### GOAL A
Could you return, word for word, the entries below in the stretch from the line containing "Wildlife-tally tagging: find every instance of the yellow collar" through the end of the entries, including both of those lines?

--

My advice to you would be to love her wildly. Giver her 110% in the sack. Go crazy. Because when a woman has a great time like that, she'll behave as if she's never been with those other men... in so many little ways that you'd take notice to.

That could be a difference maker for you.
Thank you for taking the time to reply with a lot of insight.

I know for a fact that she is not the type of cheat, she is very conservative and mature in a lot of ways... but when you brought up the factor of my sexual performance in comparison then it made me think, and I think you might have a point here. I think that at the back of my mind, even though I am a confident lover, I'm am scared that there is a chance that she might have felt better (individual preference) with one of her ex's.. I think that a big part of why it gets to me is that I don't like the fact that she might consciously or not, be comparing me to her ex's, which may result in her being tempted to perhaps think less of me... But now another thing that doesn't make sense to me is that things between us sexually are great, and she has told me that she's never felt this good & intense before in the past (emotionally and sexually), so while this is a very valid factor that you have made me realise/think about, I don't think its the only thing that makes it bother me.

Now that I am thinking about things more in depth I think that the root of my issue is knowing that she has had these past experiences and that she can always compare back to it... thus putting pressure on me to keep up to "par" with her past experiences. So on some level I guess I have this pressure that is brought into the picture that gets in the way of me enjoying it and doing it for what it is. (I hope I'm making sense :rolleyes: )

--

### GOAL B
Can you retype the passage in the post about a partner's past relationships, from "My advice to" through "lot of insight.", with no changes at all?

--

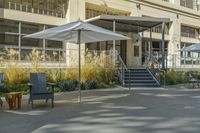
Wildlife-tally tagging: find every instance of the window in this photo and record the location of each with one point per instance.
(1, 3)
(187, 3)
(56, 8)
(31, 28)
(136, 51)
(9, 26)
(53, 44)
(6, 39)
(166, 0)
(190, 32)
(93, 10)
(32, 42)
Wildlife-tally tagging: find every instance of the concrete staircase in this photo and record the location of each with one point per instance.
(139, 77)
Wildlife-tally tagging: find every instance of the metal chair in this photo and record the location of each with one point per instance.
(38, 88)
(191, 79)
(1, 86)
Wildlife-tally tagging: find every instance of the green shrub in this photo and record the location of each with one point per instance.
(68, 85)
(84, 86)
(92, 84)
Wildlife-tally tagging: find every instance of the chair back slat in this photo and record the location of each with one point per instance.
(1, 77)
(38, 81)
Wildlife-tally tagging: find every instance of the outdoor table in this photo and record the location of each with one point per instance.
(14, 100)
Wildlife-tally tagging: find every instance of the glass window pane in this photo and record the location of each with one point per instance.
(32, 42)
(136, 51)
(1, 4)
(9, 26)
(31, 28)
(54, 44)
(6, 39)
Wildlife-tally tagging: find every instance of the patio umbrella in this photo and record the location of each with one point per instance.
(78, 32)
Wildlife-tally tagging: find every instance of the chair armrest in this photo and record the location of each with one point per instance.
(29, 85)
(52, 86)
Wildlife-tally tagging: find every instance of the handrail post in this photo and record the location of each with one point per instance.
(129, 79)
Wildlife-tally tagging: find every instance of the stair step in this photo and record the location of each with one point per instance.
(137, 74)
(140, 81)
(141, 85)
(138, 78)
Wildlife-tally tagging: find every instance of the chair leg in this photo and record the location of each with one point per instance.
(29, 101)
(32, 104)
(52, 102)
(1, 102)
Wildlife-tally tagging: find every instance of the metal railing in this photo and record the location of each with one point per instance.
(122, 68)
(155, 70)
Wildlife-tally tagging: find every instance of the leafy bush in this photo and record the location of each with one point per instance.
(68, 85)
(92, 84)
(84, 86)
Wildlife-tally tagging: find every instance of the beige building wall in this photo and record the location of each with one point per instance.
(155, 8)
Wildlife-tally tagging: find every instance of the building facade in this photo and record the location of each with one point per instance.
(21, 17)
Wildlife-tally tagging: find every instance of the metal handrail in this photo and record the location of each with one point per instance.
(124, 67)
(152, 58)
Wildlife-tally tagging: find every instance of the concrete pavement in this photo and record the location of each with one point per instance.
(109, 111)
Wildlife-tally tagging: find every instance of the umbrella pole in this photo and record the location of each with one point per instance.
(79, 65)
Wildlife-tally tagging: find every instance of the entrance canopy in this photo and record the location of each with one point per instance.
(127, 23)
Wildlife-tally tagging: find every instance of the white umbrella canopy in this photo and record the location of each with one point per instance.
(192, 48)
(78, 32)
(69, 33)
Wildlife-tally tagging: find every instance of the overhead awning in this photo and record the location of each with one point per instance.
(127, 23)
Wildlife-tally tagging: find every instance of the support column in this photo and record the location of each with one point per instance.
(150, 44)
(44, 45)
(20, 41)
(114, 30)
(163, 45)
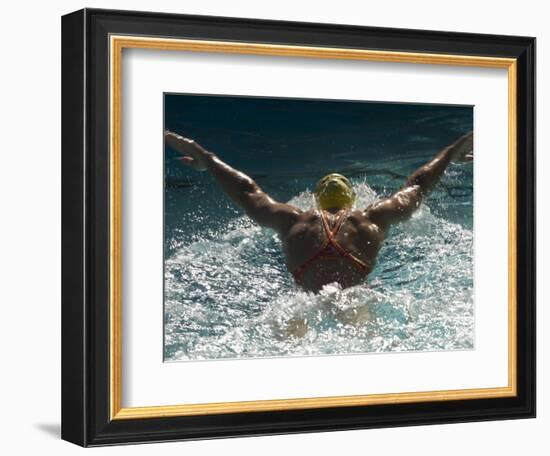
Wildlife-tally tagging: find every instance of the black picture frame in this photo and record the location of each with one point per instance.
(86, 416)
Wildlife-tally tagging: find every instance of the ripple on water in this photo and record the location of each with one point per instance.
(229, 295)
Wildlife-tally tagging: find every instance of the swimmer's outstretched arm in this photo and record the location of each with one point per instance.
(400, 206)
(257, 204)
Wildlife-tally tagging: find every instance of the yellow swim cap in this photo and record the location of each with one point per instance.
(334, 191)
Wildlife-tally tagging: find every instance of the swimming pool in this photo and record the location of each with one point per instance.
(228, 293)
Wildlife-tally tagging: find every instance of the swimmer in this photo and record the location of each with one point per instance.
(334, 242)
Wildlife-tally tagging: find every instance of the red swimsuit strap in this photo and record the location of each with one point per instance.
(330, 240)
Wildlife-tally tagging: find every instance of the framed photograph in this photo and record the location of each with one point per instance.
(278, 227)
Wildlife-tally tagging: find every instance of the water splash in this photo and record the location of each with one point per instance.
(229, 295)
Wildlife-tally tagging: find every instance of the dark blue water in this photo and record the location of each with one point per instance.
(227, 291)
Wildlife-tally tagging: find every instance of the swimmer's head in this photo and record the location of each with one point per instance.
(334, 191)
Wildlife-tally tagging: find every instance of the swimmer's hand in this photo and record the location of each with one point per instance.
(194, 155)
(464, 148)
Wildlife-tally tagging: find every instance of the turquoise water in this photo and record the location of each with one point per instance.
(228, 293)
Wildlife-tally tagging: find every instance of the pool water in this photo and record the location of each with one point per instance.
(228, 293)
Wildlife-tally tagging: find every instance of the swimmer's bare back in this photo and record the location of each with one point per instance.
(301, 231)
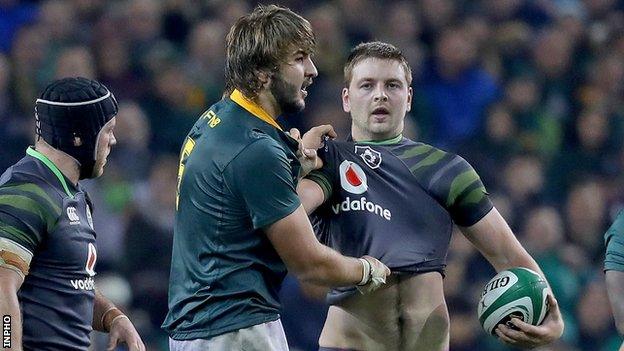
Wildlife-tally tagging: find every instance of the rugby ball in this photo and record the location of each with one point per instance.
(516, 292)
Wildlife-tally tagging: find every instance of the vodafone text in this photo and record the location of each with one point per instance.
(361, 205)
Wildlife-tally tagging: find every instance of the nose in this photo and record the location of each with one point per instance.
(310, 69)
(380, 94)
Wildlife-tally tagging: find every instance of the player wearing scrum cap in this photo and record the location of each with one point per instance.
(47, 242)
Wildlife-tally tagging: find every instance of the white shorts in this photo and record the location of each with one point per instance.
(267, 336)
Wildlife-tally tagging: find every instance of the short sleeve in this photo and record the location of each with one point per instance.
(262, 177)
(26, 214)
(463, 192)
(614, 242)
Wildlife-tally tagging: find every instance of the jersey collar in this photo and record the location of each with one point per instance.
(253, 108)
(390, 141)
(46, 161)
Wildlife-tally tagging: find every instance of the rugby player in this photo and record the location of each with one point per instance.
(47, 242)
(239, 223)
(384, 195)
(614, 270)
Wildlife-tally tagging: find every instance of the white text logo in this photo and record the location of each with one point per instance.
(362, 205)
(91, 258)
(83, 284)
(73, 216)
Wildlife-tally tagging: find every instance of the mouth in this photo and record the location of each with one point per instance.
(304, 88)
(380, 113)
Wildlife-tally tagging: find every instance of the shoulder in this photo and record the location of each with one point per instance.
(421, 157)
(259, 147)
(30, 176)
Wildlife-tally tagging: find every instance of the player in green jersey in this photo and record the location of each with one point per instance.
(614, 270)
(48, 297)
(239, 223)
(396, 199)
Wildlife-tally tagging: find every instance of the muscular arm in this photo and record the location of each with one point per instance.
(109, 319)
(312, 262)
(10, 283)
(310, 194)
(494, 239)
(102, 306)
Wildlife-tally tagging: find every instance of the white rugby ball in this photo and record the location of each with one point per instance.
(516, 292)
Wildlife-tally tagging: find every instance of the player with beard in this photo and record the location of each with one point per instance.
(239, 223)
(390, 197)
(48, 297)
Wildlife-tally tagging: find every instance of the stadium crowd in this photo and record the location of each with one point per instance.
(530, 92)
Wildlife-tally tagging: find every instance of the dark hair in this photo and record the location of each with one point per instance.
(261, 41)
(379, 50)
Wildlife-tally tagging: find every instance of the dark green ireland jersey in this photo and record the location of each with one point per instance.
(614, 241)
(396, 201)
(46, 221)
(237, 175)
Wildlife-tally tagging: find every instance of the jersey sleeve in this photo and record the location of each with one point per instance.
(262, 177)
(460, 189)
(26, 214)
(614, 242)
(324, 176)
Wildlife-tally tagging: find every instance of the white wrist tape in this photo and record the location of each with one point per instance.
(366, 268)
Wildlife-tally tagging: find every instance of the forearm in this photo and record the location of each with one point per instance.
(11, 318)
(104, 311)
(330, 268)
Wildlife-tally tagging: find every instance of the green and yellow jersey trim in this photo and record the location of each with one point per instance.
(253, 108)
(46, 161)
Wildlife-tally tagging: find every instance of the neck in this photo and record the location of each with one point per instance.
(269, 104)
(65, 163)
(360, 136)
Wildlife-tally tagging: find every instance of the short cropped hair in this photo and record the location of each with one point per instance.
(378, 50)
(261, 41)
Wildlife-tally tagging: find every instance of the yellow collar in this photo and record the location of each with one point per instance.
(253, 108)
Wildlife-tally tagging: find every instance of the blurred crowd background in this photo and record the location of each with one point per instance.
(529, 91)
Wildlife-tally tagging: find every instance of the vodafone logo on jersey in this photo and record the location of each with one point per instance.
(91, 259)
(352, 177)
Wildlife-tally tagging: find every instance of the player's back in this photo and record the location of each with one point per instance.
(47, 220)
(225, 273)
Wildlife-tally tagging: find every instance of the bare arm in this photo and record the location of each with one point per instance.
(108, 318)
(10, 283)
(310, 194)
(497, 243)
(309, 260)
(495, 240)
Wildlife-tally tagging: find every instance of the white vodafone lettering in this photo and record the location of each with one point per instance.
(72, 215)
(361, 205)
(83, 284)
(91, 259)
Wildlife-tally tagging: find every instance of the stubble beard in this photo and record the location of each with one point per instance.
(286, 96)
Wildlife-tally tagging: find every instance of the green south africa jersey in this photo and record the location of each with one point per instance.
(237, 175)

--

### EXPECTED OUTPUT A
Wildlife-tally tagging: find every instance of the yellow collar in this photo and record the location of each with one point per instance.
(253, 108)
Wildlife-tally tagging: find every instance of the blurred crowd background in this photo and record the location of each with one point per instance.
(529, 91)
Wildlife-tally tagging: find every instance of the vodafone logo on jersey in this photo and record the location of each with one point per instance.
(91, 259)
(352, 177)
Wildlife-tally tagging: find every instance of the player's back in this photo and record the location of each with one point per instance.
(47, 220)
(225, 273)
Wildlife-tally tagging: find every instance of the bare arm in this photo and record the location of each with one point per instance.
(108, 318)
(10, 283)
(310, 194)
(497, 243)
(309, 260)
(495, 240)
Wildlife-tally tagging: find every instance of the white vodafone lettering in this photo and record the location of each with one point per instance.
(72, 215)
(361, 205)
(83, 284)
(91, 259)
Wildlife-tally tagging: find every instance of the stubble beard in this photo and record the location of each with one point per instance.
(286, 96)
Wildlife-tally tagging: find every instance of the green south africa jersey in this photo and record the location of each with one point per instance.
(237, 175)

### EXPECTED OUTPUT B
My advice to you would be to love her wildly. Giver her 110% in the sack. Go crazy. Because when a woman has a great time like that, she'll behave as if she's never been with those other men... in so many little ways that you'd take notice to.

That could be a difference maker for you.
Thank you for taking the time to reply with a lot of insight.